# RECORDS FOR PROCESSING start

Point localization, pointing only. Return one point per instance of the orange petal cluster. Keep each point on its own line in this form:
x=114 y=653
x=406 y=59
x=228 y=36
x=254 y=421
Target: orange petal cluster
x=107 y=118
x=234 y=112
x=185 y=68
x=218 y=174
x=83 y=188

# RECORDS FOR PROCESSING end

REQUIREMENT: Copy every line of the records above without changing anything.

RESPONSE:
Point localization, pointing only. Return one point per instance of the orange petal cluster. Keep each point on its own line in this form:
x=114 y=653
x=406 y=59
x=228 y=36
x=254 y=421
Target: orange petal cluster
x=107 y=118
x=234 y=112
x=185 y=68
x=218 y=174
x=83 y=188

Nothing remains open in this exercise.